Dataset entries:
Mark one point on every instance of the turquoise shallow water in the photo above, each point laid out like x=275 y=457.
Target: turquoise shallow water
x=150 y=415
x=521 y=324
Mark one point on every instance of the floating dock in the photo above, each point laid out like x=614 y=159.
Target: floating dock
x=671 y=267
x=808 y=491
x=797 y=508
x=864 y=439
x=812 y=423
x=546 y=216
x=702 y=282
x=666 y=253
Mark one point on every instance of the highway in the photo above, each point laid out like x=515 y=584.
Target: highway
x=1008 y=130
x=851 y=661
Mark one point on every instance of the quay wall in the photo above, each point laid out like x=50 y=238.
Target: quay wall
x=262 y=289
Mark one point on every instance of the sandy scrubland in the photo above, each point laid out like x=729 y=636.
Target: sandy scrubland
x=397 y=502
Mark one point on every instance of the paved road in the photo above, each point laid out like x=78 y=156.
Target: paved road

PROMPT: Return the line that contains "Target: sandy scrubland" along with every line after it through the end of the entries, exactly, adding nothing.

RESPONSE AREA:
Target: sandy scrubland
x=397 y=502
Mark one point on every instance of the paved road in the photo above, each point laid out like x=78 y=156.
Target: paved road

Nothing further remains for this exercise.